● Source
------------------------------------------------------------

Soudain, un gaucho surgit sur son cheval, face aux derniers rayons du soleil. Il porte une main à son chapeau en guise de salut.

Le lendemain matin, Joan nous conduit sur une route ondoyante. Un autre chemin traverse les forêts vers les montagnes, pour le plus grand bonheur des randonneurs. Plus loin, sommeillent des grottes où les gens se cachaient pour échapper à la terreur franquiste. Ils mangeaient la caroube poussant sur les arbres, un fruit dur au goût étrange. Nous cueillons des amandes fraîches, avant de nous diriger vers la maison abandonnée et sa piscine vide. La nature a tout recouvert, mais n’empêche pas d’imaginer la beauté de la demeure. Elle est à vendre, pour presque rien. Vivre ici, dès maintenant et pour de bon, dans cette Catalogne oubliée, contre à peine 60 000 euros et des poussières ? La scène s’invite dans notre esprit, et on se demande même ce qui nous retient. Encore une chose difficile à comprendre…

Vue du Mirador de Siurana.

------------------------------------------------------------

● Lignes de données
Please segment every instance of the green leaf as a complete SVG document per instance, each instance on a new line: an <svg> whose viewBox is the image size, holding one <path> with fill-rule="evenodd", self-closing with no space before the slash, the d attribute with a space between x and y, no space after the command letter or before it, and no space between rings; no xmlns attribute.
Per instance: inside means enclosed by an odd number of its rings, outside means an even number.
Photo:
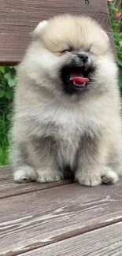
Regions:
<svg viewBox="0 0 122 256"><path fill-rule="evenodd" d="M5 97L5 91L3 90L0 91L0 98Z"/></svg>
<svg viewBox="0 0 122 256"><path fill-rule="evenodd" d="M5 66L0 66L0 70L2 71L2 72L4 74L5 73Z"/></svg>
<svg viewBox="0 0 122 256"><path fill-rule="evenodd" d="M122 67L122 60L118 59L118 63L119 63L120 66Z"/></svg>

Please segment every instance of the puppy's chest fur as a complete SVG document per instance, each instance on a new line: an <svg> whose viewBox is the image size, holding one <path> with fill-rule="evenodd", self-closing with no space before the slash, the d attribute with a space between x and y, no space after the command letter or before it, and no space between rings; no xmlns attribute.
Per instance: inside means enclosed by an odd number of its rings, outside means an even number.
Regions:
<svg viewBox="0 0 122 256"><path fill-rule="evenodd" d="M73 167L81 149L82 137L86 133L92 135L97 132L99 126L97 117L94 115L93 118L93 115L90 116L87 111L83 115L80 109L55 109L43 113L41 114L42 128L39 128L41 137L53 138L55 142L53 151L61 169L66 165Z"/></svg>

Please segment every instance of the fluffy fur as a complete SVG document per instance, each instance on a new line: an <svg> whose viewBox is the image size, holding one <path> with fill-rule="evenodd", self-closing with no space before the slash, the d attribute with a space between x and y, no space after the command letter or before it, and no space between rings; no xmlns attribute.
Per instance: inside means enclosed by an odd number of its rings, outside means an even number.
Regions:
<svg viewBox="0 0 122 256"><path fill-rule="evenodd" d="M61 70L87 53L86 90L68 93ZM40 23L18 70L12 128L17 182L116 183L121 173L120 103L109 39L90 17Z"/></svg>

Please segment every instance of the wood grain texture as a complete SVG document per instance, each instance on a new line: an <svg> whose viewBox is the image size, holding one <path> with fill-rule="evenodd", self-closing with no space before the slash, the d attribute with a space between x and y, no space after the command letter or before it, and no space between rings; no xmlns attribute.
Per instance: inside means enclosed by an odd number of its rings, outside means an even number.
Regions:
<svg viewBox="0 0 122 256"><path fill-rule="evenodd" d="M50 184L38 184L35 182L25 184L16 184L13 182L12 167L0 166L0 198L64 186L71 183L72 180L65 180Z"/></svg>
<svg viewBox="0 0 122 256"><path fill-rule="evenodd" d="M122 222L22 254L21 256L121 256Z"/></svg>
<svg viewBox="0 0 122 256"><path fill-rule="evenodd" d="M121 206L122 180L97 187L73 184L2 199L1 255L17 255L121 221Z"/></svg>
<svg viewBox="0 0 122 256"><path fill-rule="evenodd" d="M40 20L64 13L89 15L112 35L106 0L89 0L89 4L84 0L1 0L0 63L20 61L30 39L29 32ZM111 41L113 46L113 38Z"/></svg>

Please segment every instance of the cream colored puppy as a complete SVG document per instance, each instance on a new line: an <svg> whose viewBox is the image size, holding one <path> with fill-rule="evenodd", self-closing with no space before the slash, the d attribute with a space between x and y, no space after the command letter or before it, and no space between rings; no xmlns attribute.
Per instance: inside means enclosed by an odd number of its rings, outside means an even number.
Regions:
<svg viewBox="0 0 122 256"><path fill-rule="evenodd" d="M114 184L120 103L109 39L90 17L40 22L19 66L12 129L17 182Z"/></svg>

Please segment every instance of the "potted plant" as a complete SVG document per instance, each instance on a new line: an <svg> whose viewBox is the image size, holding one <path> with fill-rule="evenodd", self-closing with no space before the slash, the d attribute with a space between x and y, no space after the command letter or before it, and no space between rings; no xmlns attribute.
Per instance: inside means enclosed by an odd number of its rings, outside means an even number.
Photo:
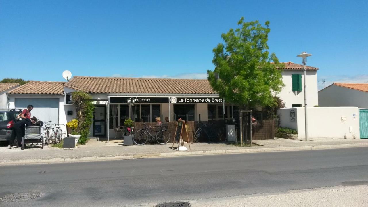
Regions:
<svg viewBox="0 0 368 207"><path fill-rule="evenodd" d="M75 144L77 144L79 138L81 137L81 135L77 130L77 128L78 127L78 120L75 119L72 119L70 122L67 123L67 126L71 129L71 133L69 134L69 137L75 138Z"/></svg>
<svg viewBox="0 0 368 207"><path fill-rule="evenodd" d="M132 134L132 127L134 124L134 122L130 119L125 119L124 122L124 126L125 126L125 130L127 131L127 135L124 137L124 146L133 145L133 135Z"/></svg>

------------------------------------------------------------

● Problèmes et consignes
1. Recopiez le passage du récit de voyage en Catalogne qui va de « Le lendemain matin, Joan » à « Mirador de Siurana. », ces deux bouts de phrase compris.
2. Poursuivez le récit de voyage en Catalogne à partir de sa dernière phrase.
La liste n'a aucun rôle dans ce travail.

● Réponses écrites
1.
Le lendemain matin, Joan nous conduit sur une route ondoyante. Un autre chemin traverse les forêts vers les montagnes, pour le plus grand bonheur des randonneurs. Plus loin, sommeillent des grottes où les gens se cachaient pour échapper à la terreur franquiste. Ils mangeaient la caroube poussant sur les arbres, un fruit dur au goût étrange. Nous cueillons des amandes fraîches, avant de nous diriger vers la maison abandonnée et sa piscine vide. La nature a tout recouvert, mais n’empêche pas d’imaginer la beauté de la demeure. Elle est à vendre, pour presque rien. Vivre ici, dès maintenant et pour de bon, dans cette Catalogne oubliée, contre à peine 60 000 euros et des poussières ? La scène s’invite dans notre esprit, et on se demande même ce qui nous retient. Encore une chose difficile à comprendre…

Vue du Mirador de Siurana.

2.
Vue du Mirador de Siurana. © SABRINA GAUDIO

Indomptable Catalogne

La guerre a laissé de profondes cicatrices dans la région. L’histoire du réservoir de Franco résonne encore dans la tête quand nous atteignons le village de Corbera de Ebro. Situé au sommet d’une montagne, il a été presque entièrement détruit pendant le conflit et n’a toujours pas été rénové. Peut-être pour maintenir les souvenirs éveillés, aussi douloureux soient-ils. Peut-être par manque d’argent pour lui rendre son charme d’antan. Un vieil homme aux jambes arquées s’approche de nous. Dans un catalan du cru, il nous explique que le village ne peut pas être visité aujourd’hui, qu’il nous faudra revenir demain. Derrière lui, une église en ruine s’élève au-dessus des carcasses de maisons. A certains égards, notre interlocuteur semble aussi abîmé que l’édifice religieux. A se demander lequel des deux s’effondrera le premier. On se laisse chasser puis on reprend la route en observant la statue, perdue au milieu de nulle part, du pape Adrien VI, qui donne sur la mer depuis la promenade de la petite ville de l’Ampolla.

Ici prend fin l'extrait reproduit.